CONSIGNE DONNÉE 1
D'après l'extrait ci-dessous, en quelle année la première étiquette est-elle apparue sur une bouteille de champagne ?

EXTRAIT CHOISI
::::::::

Vers 1830, l'établissement, toujours propriété de la famille Desmazure, est repris par Monsieur Delange sous le nom de Café de la Surprise. En 1848 l'architecte Jacques Hittorff, chargé de l'aménagement des jardins des Champs-Élysées, le fait transférer à son emplacement actuel de l'autre côté de l'avenue.

L’architecture de Paris est alors en train de changer et de prendre le visage qu’on lui connaît encore aujourd’hui, au moins en ce qui concerne le quartier des Champs-Élysées. Il en est de même des habitudes culinaires : dorénavant les vins sont sauvegardés grâce à Pasteur, un certain Félix Potin ouvre sa première épicerie près de Montmartre, on savoure le pot-au-feu et le céleri rémoulade, et la première étiquette sur une bouteille de champagne apparaît en 1840, le premier classement des vins de Bordeaux en 1855.

::::::::

[Une série d'enregistrements]

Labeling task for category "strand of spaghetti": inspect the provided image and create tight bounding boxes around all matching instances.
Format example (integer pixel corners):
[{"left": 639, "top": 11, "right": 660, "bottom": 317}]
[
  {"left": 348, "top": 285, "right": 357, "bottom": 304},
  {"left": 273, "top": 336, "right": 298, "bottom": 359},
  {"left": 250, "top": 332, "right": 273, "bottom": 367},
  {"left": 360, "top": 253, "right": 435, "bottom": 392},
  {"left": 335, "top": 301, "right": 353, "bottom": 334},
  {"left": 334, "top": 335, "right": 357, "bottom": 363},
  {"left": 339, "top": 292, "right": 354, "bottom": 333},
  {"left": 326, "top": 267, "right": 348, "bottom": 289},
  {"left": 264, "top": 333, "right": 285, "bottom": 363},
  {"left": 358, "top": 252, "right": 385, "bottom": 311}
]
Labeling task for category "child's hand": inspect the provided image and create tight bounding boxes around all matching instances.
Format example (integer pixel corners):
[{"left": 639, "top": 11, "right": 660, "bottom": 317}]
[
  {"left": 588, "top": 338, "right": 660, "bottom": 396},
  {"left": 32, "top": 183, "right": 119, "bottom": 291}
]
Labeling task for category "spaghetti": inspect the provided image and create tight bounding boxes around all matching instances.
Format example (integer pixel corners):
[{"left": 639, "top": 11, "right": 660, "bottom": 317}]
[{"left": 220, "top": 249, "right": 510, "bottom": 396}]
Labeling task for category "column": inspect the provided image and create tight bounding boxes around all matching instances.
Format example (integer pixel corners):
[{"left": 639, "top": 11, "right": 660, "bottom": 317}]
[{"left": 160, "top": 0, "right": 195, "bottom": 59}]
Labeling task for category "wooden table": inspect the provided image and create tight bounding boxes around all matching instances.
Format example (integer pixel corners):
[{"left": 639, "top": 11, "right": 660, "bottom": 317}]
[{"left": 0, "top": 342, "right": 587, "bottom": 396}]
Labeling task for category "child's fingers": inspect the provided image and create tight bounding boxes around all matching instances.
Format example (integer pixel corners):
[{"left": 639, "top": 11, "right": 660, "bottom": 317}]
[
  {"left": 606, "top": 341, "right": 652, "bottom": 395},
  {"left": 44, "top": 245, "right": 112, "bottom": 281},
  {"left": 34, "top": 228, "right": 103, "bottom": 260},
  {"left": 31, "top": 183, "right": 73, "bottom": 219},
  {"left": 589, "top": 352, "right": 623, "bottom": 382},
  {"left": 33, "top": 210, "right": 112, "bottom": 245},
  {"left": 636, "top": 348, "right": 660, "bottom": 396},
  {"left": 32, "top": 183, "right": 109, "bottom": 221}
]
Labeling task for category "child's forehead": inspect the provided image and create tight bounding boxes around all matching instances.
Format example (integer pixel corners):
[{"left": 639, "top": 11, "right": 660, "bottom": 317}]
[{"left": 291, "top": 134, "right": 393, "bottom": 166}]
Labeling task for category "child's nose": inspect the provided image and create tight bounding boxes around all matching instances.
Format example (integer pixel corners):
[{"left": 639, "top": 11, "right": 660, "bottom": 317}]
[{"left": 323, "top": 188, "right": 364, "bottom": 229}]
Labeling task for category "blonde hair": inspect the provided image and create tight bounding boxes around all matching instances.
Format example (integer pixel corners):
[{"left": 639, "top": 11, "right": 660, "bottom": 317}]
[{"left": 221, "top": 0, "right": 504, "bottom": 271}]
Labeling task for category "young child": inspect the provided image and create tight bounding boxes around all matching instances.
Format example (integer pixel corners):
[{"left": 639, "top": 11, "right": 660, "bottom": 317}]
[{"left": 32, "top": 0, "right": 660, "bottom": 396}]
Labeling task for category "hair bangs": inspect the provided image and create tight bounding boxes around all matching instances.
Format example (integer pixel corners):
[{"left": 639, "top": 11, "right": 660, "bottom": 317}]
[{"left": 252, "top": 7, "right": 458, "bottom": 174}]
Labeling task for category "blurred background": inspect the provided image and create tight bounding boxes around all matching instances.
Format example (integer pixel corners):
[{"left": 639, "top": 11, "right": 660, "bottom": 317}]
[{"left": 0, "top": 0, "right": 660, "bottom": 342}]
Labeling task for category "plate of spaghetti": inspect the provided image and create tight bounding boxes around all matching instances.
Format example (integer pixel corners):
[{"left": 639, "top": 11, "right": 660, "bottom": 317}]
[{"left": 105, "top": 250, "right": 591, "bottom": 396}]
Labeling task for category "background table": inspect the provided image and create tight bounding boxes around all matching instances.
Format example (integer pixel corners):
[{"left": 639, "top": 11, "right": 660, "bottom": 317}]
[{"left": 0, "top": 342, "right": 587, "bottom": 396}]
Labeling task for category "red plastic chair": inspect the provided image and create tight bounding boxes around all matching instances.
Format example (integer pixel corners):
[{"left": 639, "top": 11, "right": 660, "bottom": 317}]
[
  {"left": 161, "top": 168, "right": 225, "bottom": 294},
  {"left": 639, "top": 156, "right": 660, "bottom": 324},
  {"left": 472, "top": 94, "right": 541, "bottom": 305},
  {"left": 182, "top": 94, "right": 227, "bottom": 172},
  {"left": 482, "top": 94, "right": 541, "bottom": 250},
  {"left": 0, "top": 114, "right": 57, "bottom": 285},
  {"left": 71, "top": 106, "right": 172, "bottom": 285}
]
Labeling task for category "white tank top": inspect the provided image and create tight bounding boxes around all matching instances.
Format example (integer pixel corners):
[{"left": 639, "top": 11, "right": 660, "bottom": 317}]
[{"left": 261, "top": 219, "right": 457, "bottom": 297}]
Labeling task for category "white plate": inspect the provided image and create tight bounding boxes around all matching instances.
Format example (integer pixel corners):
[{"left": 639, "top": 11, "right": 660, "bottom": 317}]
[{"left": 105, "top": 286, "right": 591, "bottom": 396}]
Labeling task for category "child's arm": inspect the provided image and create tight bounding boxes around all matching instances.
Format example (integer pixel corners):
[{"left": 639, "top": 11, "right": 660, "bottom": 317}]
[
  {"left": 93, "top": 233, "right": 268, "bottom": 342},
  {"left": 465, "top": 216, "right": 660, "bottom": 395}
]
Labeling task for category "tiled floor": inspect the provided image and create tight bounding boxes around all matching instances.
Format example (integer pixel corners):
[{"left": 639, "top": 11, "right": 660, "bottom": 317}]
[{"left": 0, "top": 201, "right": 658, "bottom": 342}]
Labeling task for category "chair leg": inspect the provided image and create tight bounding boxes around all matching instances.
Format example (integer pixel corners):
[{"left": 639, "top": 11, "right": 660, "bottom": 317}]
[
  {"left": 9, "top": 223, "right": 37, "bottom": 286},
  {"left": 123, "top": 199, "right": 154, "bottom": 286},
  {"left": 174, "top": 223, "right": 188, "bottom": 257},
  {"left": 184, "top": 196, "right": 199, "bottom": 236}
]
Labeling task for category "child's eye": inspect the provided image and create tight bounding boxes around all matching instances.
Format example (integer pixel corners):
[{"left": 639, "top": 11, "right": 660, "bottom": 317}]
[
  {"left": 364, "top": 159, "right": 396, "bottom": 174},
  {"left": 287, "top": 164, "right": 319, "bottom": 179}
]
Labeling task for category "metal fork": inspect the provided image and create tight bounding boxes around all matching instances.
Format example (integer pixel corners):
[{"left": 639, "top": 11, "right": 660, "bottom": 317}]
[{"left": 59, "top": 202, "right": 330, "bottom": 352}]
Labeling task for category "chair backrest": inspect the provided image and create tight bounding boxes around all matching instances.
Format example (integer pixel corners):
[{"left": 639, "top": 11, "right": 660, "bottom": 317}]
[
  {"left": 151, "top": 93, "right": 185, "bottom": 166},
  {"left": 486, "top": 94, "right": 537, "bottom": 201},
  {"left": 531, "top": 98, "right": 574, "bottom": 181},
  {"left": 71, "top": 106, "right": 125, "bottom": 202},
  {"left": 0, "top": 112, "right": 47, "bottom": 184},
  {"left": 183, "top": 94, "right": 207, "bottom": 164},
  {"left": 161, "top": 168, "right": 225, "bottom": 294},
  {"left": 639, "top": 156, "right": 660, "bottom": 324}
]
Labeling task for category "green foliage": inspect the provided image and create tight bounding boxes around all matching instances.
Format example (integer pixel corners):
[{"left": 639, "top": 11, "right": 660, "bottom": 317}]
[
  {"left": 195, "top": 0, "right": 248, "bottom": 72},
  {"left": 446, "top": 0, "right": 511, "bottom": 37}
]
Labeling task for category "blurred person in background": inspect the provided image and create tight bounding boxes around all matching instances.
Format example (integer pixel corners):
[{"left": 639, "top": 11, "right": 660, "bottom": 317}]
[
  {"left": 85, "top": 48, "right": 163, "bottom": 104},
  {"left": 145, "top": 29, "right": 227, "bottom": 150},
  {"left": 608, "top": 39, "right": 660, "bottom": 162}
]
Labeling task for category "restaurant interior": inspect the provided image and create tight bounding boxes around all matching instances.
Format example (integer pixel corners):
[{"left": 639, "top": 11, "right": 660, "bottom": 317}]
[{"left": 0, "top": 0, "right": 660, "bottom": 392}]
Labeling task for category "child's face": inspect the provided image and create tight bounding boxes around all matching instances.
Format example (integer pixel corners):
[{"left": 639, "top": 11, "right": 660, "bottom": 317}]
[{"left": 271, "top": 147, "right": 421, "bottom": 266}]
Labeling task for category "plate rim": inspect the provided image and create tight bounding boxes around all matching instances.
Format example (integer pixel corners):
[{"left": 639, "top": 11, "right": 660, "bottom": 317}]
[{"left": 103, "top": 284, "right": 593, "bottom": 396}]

::::::::

CONSIGNE DONNÉE 2
Relevez et recopiez chaque ligne des enregistrements où figure la chaîne "plate", en respectant la casse.

SOLUTION DE L'EXERCICE 1
En 1840.

SOLUTION DE L'EXERCICE 2
Labeling task for category "plate of spaghetti": inspect the provided image and create tight bounding boxes around all matching instances.
Labeling task for category "white plate": inspect the provided image and create tight bounding boxes around all matching instances.
Labeling task for category "plate rim": inspect the provided image and create tight bounding boxes around all matching instances.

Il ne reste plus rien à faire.